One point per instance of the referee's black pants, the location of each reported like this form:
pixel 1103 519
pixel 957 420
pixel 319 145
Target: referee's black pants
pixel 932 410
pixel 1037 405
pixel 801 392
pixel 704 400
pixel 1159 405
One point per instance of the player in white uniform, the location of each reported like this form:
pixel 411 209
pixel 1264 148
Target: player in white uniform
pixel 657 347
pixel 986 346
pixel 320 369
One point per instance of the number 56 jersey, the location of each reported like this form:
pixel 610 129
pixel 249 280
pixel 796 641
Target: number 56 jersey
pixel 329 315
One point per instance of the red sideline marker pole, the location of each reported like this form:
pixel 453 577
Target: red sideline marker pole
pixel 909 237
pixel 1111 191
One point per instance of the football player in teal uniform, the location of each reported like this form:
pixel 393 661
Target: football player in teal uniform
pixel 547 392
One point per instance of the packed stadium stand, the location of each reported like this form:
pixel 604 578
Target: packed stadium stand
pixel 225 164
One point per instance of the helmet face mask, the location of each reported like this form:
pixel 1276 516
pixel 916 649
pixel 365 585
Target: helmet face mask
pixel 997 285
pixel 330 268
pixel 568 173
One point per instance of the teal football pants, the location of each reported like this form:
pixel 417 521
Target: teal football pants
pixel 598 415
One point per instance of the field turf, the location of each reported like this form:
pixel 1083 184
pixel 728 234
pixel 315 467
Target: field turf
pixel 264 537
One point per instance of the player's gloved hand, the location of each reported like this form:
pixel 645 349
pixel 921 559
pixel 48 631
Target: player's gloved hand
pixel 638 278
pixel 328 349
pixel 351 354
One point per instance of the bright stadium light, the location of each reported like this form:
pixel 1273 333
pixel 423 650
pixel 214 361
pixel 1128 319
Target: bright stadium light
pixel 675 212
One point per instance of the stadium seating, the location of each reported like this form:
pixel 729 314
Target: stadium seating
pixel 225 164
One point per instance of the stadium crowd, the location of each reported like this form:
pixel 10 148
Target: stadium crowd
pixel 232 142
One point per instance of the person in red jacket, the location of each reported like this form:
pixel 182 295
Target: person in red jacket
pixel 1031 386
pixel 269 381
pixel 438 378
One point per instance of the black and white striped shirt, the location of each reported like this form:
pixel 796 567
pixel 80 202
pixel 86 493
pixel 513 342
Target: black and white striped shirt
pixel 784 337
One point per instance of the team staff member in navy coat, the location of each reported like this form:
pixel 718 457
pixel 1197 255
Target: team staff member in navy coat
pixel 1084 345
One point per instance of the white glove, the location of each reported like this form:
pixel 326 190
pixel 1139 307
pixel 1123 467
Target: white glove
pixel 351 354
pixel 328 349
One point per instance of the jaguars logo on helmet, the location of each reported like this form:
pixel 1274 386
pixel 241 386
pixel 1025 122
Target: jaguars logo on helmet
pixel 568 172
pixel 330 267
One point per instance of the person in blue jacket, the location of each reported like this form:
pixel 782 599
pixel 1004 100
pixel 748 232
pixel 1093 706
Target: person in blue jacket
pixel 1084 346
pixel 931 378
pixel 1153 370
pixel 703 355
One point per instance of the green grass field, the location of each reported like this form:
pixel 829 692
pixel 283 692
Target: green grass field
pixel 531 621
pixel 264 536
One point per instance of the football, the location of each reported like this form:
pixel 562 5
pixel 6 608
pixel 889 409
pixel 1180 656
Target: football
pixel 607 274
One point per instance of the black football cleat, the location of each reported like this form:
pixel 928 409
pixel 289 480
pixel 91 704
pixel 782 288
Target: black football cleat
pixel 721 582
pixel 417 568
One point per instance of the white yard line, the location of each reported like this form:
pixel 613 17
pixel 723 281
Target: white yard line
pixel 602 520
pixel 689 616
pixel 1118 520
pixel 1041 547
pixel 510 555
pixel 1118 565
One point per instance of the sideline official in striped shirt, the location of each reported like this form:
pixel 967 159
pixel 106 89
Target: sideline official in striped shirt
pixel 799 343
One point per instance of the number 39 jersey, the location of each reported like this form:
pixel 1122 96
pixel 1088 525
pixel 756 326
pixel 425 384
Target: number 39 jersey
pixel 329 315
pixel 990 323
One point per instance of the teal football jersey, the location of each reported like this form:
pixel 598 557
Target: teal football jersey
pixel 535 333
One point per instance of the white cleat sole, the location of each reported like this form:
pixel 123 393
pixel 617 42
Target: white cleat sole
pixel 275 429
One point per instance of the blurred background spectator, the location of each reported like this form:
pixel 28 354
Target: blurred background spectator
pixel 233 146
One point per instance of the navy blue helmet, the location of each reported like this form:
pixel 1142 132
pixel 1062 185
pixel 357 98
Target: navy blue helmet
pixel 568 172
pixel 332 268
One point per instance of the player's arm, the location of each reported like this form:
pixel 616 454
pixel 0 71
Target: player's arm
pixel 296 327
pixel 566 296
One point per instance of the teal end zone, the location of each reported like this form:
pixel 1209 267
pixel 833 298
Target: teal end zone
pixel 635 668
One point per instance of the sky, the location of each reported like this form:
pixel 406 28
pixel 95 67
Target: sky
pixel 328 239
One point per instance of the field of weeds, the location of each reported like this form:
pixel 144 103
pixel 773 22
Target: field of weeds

_OBJECTIVE_
Please copy the data above word for word, from its first line up to and including the line with "pixel 675 212".

_EXPECTED ANSWER_
One point per instance of the referee's black pants, the location of each reported like this form:
pixel 1103 519
pixel 957 420
pixel 319 145
Target: referee's black pants
pixel 932 410
pixel 1037 405
pixel 801 392
pixel 704 400
pixel 1159 405
One point per instance of the player in white uniform, the location of each reported like this form:
pixel 411 209
pixel 1264 148
Target: player in white uniform
pixel 657 347
pixel 986 346
pixel 320 369
One point per instance of the number 56 jersey, the location of each reported like this form:
pixel 610 129
pixel 249 280
pixel 796 641
Target: number 56 jersey
pixel 329 315
One point per instance of the red sideline marker pole, the location of each reported like this form:
pixel 453 577
Target: red sideline marker pole
pixel 909 237
pixel 1111 191
One point per instance of the football player in teal uniform, the location of each reported like this form:
pixel 393 661
Target: football player in teal uniform
pixel 547 392
One point per instance of the packed stadium stand, the location of each reported like this form:
pixel 604 578
Target: packed stadium stand
pixel 225 164
One point per instance of the helmet face mask, the location of each reported like this form:
pixel 1276 516
pixel 916 649
pixel 365 585
Target: helmet face mask
pixel 997 285
pixel 330 268
pixel 568 173
One point per instance of the teal football pants, the location of each reported like this form:
pixel 417 521
Target: teal football pants
pixel 598 415
One point per instance of the field turf, the location of each reported like this form:
pixel 1083 184
pixel 728 234
pixel 315 467
Target: field turf
pixel 264 537
One point per instance of the player's gloved hand, the location of each reported like this form:
pixel 645 349
pixel 921 559
pixel 48 631
Target: player's gloved hand
pixel 638 278
pixel 328 349
pixel 351 354
One point per instance of the bright stadium light, the location of each reported like this form:
pixel 1273 333
pixel 423 650
pixel 214 361
pixel 1128 319
Target: bright stadium light
pixel 675 212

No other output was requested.